EXERCISE DETAILS
Find every line in the rows below that contains the word "turquoise" and copy each of those lines.

DATA TO PROCESS
══════════

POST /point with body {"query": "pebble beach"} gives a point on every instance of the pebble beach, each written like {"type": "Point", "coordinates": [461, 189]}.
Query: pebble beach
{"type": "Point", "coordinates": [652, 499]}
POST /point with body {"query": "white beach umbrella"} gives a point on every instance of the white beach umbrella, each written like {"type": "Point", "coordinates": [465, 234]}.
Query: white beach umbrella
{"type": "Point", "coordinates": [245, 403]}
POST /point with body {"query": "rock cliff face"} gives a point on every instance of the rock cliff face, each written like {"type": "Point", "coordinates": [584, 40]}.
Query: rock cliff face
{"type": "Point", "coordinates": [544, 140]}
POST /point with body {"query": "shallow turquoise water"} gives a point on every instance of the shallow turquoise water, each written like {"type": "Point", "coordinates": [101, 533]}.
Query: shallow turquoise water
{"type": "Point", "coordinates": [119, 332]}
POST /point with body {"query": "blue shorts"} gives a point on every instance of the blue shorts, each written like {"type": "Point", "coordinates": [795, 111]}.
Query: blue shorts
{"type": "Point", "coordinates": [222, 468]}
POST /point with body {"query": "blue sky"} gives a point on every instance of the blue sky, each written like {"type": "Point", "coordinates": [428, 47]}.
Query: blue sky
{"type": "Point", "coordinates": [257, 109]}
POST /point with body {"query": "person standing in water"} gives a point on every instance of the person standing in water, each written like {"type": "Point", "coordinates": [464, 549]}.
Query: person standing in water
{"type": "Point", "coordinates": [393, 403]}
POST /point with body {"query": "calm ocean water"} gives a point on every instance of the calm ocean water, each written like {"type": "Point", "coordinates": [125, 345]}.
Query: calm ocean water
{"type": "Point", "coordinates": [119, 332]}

══════════

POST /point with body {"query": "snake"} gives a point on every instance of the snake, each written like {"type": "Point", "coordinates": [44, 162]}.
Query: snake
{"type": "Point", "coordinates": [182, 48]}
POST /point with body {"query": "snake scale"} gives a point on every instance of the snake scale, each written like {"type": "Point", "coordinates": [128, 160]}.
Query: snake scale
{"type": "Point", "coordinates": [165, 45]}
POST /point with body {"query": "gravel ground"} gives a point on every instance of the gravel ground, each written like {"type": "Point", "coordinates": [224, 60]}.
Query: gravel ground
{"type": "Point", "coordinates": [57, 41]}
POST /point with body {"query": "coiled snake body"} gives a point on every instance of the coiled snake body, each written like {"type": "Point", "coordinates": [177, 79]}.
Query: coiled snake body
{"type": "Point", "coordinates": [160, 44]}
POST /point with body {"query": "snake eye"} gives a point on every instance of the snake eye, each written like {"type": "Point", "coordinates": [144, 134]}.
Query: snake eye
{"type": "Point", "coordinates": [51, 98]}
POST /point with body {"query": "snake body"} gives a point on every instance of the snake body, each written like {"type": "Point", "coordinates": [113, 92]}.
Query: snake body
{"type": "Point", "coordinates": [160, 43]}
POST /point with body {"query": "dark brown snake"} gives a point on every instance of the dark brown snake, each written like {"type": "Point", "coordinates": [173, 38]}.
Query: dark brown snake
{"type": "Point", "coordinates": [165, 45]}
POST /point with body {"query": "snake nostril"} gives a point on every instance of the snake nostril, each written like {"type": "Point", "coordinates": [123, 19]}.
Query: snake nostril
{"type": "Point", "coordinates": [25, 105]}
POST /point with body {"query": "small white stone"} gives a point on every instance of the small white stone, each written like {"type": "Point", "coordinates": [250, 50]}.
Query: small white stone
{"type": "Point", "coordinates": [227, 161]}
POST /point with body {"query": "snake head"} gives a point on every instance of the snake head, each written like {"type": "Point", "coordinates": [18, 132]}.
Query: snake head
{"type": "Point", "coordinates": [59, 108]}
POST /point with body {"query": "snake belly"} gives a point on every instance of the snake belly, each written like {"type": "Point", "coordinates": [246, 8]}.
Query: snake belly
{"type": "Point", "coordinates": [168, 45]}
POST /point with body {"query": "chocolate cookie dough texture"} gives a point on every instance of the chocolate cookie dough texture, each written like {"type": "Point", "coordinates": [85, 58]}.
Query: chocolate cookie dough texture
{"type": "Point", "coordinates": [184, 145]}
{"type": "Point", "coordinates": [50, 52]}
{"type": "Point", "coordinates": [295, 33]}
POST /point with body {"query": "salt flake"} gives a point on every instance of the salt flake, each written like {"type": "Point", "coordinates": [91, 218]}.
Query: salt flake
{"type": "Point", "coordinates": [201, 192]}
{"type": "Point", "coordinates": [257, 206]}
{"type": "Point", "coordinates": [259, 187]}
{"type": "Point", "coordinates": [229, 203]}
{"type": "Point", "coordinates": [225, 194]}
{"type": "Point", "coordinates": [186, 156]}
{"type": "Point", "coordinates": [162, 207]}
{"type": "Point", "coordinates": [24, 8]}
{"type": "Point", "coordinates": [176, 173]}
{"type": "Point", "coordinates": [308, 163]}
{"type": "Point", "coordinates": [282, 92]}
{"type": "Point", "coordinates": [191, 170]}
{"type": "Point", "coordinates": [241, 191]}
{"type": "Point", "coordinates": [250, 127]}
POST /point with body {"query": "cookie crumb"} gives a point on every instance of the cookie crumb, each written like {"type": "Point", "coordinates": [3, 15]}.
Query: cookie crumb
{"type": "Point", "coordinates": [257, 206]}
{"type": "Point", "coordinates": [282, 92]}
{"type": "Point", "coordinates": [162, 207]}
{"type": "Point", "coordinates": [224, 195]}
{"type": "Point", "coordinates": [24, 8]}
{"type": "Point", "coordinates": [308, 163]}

══════════

THE RESULT
POST /point with body {"query": "shallow turquoise water"} gives a point on every instance of the shallow turquoise water, each written like {"type": "Point", "coordinates": [101, 533]}.
Query: shallow turquoise water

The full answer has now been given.